* **Görevler**
(1) Kahve fiyatlarıyla ilgili metinde "Tüketimdeki artış ithalat" ile "437 milyon dolar ödendi." arasındaki bölümü, iki ifade de dahil olmak üzere aynen kopyalayın.
(2) Kahve fiyatlarıyla ilgili metne göre Türkiye'deki kahve zincirlerinde fiyatlar yıl başından bu yana neden yükselmiştir? Bir ile üç cümle arasında açıklayın.
(3) Kahve fiyatları ve ithalatı üzerine olan metni kaldığı yerden sürdürün.

Mehmet Hanifi GÜLEL
Dünyada yaşana El Nino hava olayları ve iklim değişikliği kahve gibi yumuşak emtialarının fiyatlarını artırıyor. Türkiye’de kahve fiyatlarının globaldeki artışın yanı sıra dövizin etkisiyle yıl başından bu yana kahve zincirlerinde yüzde 30 artış gösterdi. Büyük boy bir filtre kahvenin ortalama fiyatı 80 liraya yükseldi. Buna rağmen tüketimi her geçen gün artış gösteriyor.
Tüketimdeki artış ithalat rakamlarına yansıyor. Bu yılın ilk iki ayında yüzde 5.9 artışla 16 bin 140 ton kahve ithalatına 67.7 milyon dolar ödendi. Aynı dönemde kahve ihracatı ise yüzde 39.2 artışla 802 tona karşılık, 6.9 milyon dolarlık ihracat yapıldı. 2023 yılında kahve ithalatı yüzde 16.8 artış ile 99 bin 854 tona yükseldi ve 437 milyon dolar ödendi.

* **Saklanan Kayıtlar**
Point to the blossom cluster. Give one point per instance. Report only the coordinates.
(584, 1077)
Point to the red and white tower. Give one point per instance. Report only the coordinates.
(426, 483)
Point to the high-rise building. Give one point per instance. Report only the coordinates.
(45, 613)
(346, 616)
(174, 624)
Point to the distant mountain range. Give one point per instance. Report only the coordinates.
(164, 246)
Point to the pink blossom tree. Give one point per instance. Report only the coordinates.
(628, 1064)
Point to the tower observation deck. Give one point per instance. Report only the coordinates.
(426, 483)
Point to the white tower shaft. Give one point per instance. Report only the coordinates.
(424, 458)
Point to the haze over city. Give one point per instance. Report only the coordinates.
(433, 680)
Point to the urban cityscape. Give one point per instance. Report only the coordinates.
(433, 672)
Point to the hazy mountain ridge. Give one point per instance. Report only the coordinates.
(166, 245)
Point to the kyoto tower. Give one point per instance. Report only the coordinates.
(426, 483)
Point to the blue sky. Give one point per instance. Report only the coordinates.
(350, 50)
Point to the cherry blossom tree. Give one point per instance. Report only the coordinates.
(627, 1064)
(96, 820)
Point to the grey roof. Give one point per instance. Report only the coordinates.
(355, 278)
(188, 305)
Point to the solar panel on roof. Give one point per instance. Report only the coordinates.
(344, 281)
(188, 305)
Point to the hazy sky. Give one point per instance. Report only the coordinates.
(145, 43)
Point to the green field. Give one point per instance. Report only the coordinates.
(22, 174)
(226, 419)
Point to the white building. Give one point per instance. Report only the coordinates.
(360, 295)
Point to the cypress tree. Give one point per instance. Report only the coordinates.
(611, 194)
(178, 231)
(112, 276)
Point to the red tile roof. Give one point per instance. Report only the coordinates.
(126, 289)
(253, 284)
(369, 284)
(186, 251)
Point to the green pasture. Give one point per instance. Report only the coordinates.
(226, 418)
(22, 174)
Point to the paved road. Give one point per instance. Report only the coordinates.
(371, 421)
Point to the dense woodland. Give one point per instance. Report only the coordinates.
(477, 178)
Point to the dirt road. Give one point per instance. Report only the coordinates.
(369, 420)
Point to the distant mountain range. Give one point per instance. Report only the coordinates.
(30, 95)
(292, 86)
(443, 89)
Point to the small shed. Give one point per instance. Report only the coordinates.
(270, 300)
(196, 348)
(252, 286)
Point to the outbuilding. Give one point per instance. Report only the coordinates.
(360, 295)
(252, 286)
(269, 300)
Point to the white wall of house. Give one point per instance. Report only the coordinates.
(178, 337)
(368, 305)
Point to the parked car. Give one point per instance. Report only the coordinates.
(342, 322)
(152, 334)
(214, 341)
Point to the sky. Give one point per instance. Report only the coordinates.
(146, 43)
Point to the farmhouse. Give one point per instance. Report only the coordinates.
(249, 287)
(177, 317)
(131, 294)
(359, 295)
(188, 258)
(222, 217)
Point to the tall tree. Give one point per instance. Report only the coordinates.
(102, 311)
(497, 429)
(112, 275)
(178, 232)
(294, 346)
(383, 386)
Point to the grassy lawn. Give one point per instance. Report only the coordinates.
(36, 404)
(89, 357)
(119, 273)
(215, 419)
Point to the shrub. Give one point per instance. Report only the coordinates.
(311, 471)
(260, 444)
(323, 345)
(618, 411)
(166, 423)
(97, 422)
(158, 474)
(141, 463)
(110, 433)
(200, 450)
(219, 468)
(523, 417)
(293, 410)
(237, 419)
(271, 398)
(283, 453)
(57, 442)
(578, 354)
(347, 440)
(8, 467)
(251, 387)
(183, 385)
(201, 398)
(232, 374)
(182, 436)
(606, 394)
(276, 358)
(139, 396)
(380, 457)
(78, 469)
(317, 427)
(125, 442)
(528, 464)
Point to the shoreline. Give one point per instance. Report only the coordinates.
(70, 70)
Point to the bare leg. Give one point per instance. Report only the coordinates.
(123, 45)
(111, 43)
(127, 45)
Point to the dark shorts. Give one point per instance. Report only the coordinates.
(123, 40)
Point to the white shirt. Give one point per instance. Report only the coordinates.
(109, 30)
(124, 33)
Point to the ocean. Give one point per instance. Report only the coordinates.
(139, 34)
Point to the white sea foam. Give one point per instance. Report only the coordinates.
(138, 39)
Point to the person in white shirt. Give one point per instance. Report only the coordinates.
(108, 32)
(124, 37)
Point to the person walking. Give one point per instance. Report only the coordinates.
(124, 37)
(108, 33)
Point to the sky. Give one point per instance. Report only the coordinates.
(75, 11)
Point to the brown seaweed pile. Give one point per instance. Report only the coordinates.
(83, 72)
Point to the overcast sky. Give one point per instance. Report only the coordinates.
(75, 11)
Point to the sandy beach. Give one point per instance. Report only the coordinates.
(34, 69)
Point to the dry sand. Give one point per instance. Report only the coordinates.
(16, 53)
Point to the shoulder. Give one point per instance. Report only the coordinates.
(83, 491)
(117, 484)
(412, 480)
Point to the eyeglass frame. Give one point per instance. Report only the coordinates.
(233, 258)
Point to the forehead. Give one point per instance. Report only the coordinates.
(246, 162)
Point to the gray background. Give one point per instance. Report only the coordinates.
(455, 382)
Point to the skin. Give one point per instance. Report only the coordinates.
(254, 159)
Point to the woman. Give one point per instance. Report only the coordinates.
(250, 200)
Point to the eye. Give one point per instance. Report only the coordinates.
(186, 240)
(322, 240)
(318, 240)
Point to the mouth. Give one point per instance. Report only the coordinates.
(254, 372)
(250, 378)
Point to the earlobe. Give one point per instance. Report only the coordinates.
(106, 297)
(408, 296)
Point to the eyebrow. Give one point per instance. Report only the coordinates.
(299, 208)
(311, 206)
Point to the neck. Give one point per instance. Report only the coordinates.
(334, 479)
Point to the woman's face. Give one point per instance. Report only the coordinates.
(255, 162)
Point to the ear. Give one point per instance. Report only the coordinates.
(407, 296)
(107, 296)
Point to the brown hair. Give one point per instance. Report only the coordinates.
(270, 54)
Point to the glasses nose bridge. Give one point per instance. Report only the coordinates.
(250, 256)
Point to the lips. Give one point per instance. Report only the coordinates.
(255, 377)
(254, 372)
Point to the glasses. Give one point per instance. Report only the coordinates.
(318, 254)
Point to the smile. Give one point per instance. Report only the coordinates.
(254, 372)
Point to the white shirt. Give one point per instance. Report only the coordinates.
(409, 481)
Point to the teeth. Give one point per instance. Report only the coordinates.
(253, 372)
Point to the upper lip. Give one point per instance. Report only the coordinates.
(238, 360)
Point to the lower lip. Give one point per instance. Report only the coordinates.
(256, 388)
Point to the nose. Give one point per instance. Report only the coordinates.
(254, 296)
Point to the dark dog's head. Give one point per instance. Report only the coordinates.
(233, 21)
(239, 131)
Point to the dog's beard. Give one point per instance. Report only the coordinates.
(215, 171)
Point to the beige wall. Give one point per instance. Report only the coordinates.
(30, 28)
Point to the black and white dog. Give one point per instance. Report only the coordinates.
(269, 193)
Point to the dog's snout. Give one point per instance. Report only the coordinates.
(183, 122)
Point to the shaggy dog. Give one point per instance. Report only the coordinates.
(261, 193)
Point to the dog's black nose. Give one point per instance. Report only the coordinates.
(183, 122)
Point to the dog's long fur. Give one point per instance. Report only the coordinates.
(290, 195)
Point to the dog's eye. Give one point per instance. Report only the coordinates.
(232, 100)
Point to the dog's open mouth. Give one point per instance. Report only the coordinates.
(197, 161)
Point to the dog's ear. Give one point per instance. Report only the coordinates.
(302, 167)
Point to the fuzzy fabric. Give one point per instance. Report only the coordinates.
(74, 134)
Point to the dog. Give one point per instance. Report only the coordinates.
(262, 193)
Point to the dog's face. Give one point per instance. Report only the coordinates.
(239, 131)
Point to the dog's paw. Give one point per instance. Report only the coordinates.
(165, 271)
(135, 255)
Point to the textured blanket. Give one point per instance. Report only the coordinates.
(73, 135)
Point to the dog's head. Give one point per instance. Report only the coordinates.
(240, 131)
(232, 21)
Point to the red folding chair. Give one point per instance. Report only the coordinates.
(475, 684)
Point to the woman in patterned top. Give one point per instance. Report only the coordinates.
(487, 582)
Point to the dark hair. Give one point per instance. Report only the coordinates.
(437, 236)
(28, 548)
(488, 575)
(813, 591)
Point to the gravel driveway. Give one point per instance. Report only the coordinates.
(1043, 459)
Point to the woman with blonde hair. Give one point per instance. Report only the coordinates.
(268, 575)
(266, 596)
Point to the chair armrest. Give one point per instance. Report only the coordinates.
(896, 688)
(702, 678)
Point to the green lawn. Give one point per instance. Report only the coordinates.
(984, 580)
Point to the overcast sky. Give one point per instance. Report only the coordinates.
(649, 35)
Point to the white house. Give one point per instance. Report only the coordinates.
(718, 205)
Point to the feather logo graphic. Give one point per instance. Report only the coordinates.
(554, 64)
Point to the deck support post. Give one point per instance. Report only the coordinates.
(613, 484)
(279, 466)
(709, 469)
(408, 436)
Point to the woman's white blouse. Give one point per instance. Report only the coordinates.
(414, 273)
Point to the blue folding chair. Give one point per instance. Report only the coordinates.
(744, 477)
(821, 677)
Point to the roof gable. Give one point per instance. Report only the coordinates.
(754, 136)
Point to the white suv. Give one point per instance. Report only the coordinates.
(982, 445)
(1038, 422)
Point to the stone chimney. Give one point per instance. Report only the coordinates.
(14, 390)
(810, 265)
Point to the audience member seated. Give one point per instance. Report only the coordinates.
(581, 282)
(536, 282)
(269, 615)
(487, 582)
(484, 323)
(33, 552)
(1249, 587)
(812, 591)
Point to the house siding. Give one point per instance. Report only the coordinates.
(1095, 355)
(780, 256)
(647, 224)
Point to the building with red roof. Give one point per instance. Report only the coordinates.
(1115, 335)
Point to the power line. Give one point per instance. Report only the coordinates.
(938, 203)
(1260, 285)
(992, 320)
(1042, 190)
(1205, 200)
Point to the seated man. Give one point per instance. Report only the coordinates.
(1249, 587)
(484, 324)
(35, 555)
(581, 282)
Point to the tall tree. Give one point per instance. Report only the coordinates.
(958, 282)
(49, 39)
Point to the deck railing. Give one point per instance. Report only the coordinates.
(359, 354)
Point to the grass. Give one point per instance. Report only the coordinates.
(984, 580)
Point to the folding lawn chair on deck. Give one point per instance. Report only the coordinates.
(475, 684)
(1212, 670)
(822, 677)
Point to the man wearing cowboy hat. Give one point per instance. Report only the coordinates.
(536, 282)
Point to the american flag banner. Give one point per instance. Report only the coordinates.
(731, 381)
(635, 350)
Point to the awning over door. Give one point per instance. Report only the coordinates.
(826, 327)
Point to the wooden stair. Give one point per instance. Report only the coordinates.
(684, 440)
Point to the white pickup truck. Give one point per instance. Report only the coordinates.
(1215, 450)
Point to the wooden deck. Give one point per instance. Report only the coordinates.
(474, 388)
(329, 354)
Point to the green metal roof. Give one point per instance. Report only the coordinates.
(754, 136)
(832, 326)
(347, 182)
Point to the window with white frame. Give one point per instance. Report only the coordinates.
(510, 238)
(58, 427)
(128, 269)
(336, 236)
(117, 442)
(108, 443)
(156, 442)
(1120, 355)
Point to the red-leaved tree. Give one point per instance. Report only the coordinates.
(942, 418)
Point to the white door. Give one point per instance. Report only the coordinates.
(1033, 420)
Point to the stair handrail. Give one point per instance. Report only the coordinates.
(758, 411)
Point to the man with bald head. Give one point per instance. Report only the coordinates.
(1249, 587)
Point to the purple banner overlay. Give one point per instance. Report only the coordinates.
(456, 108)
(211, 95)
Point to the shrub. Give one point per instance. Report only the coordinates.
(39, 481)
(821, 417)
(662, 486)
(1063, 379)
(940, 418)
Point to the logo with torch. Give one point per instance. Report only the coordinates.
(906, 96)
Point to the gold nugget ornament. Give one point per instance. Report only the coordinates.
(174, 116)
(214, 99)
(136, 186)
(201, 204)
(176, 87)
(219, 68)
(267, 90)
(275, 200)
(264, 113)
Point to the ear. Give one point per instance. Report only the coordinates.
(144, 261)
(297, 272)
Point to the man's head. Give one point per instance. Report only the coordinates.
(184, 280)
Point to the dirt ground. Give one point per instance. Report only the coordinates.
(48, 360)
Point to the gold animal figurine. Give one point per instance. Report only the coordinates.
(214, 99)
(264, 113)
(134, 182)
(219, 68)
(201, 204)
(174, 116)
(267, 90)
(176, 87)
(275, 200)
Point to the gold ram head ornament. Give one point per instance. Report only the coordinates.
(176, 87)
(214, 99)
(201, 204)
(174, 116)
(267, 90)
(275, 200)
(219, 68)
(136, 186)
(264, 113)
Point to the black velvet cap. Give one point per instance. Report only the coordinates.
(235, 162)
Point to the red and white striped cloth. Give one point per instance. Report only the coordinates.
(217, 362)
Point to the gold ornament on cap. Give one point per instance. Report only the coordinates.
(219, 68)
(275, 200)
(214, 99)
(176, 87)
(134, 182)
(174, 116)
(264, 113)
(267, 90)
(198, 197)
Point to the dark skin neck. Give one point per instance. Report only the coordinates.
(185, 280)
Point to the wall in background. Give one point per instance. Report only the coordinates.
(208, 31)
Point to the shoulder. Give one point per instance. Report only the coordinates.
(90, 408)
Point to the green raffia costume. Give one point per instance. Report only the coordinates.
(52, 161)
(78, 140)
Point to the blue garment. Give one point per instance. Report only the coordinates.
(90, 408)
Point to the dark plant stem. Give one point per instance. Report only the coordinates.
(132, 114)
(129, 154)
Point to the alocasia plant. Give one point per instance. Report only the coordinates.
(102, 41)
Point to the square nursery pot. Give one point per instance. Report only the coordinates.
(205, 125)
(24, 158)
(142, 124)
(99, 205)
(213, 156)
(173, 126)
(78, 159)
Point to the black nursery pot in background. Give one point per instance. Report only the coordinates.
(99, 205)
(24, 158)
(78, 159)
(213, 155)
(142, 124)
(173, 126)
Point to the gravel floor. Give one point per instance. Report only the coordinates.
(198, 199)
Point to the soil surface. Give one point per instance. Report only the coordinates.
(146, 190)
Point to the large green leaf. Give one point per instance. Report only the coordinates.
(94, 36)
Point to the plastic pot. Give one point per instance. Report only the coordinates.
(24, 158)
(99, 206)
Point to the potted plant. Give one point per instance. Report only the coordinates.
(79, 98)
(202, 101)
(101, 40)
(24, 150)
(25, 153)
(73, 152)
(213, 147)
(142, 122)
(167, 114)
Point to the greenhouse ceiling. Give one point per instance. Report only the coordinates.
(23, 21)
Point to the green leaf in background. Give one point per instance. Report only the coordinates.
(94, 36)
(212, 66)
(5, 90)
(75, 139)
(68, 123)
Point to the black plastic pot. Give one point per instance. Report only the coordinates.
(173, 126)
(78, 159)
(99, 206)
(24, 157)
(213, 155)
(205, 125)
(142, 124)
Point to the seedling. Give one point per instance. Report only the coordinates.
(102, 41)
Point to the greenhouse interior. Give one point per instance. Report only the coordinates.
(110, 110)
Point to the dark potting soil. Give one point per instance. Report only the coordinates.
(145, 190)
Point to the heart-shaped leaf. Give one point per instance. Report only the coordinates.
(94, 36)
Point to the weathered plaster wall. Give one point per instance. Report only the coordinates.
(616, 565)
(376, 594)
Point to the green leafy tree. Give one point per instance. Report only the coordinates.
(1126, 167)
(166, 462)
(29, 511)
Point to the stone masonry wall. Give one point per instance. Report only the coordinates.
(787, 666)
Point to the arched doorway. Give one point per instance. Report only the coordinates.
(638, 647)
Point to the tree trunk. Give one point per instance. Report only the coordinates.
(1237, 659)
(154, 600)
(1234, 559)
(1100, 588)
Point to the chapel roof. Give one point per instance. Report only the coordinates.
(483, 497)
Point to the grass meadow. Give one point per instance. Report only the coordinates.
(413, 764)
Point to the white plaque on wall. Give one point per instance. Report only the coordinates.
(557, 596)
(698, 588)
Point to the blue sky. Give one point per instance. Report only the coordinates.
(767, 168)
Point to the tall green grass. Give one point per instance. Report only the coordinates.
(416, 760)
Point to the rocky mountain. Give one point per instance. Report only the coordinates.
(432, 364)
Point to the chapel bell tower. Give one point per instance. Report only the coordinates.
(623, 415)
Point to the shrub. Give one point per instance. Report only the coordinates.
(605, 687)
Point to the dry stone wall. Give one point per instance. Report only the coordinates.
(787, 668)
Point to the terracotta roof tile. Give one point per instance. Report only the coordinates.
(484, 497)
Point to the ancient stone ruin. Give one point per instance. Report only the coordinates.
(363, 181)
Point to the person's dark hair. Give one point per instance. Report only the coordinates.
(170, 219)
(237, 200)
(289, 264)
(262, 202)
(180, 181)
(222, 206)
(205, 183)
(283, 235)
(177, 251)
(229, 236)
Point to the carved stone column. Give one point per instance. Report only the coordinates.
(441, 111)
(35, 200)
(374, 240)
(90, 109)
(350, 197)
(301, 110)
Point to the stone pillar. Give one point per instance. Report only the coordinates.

* **Görevlere Göre Yanıtlar**
(1)
Tüketimdeki artış ithalat rakamlarına yansıyor. Bu yılın ilk iki ayında yüzde 5.9 artışla 16 bin 140 ton kahve ithalatına 67.7 milyon dolar ödendi. Aynı dönemde kahve ihracatı ise yüzde 39.2 artışla 802 tona karşılık, 6.9 milyon dolarlık ihracat yapıldı. 2023 yılında kahve ithalatı yüzde 16.8 artış ile 99 bin 854 tona yükseldi ve 437 milyon dolar ödendi.

(2) El Nino hava olayları ve iklim değişikliği, kahve gibi yumuşak emtiaların fiyatlarını dünya genelinde artırmıştır. Türkiye'de bu küresel artışa dövizin etkisi de eklenmiş, böylece kahve zincirlerindeki fiyatlar yıl başından bu yana yüzde 30 yükselmiştir.

(3)
Bilinçli tüketici pazarı büyütüyor
Türkiye’de kahve sektörünün gelişimi hızlanarak devam ettiğini belirten Gastronomi Yazarı ve Kahve Danışmanı Cenk R. Girginol, özellikle ekonomideki negatif durum ve alım gücünün düşmesi insanların sosyalleşme anlamında arayışına cevap bulma anlamında kafelere yönlendirdiğini söyledi. Aynı anda kahvenin de çeşitliliği, lezzet kriterlerinin yükselmesi ve zengin menü oluşumlarının tüketimdeki artış nedenleri arasında gösterildiğini kaydeden Girginol, kişi başı tüketimin şu anda 1,5 kilo civarında seyir ettiğini bildirdi.
Buzlu ve soğuk kahveler kahvenin sadece sıcak ve kışın ya da soğukta içilen bir şey olmadığını gösteriyor. Özellikle reçetelerin fazla oluşu ve bizim Türk insanı olarak şekerli ve aromalı lezzetleri seviyor oluşumuz soğuk kahvelerin tüketimini lezzet skalası ile beraber büyütüyor. Girginol, aynı zamanda cold brew veya drip pazarı da kahvenin kalitesinin artması ve kahve severin bilinçli hale gelmesiyle büyüyen bir pazar olduğunu söyledi.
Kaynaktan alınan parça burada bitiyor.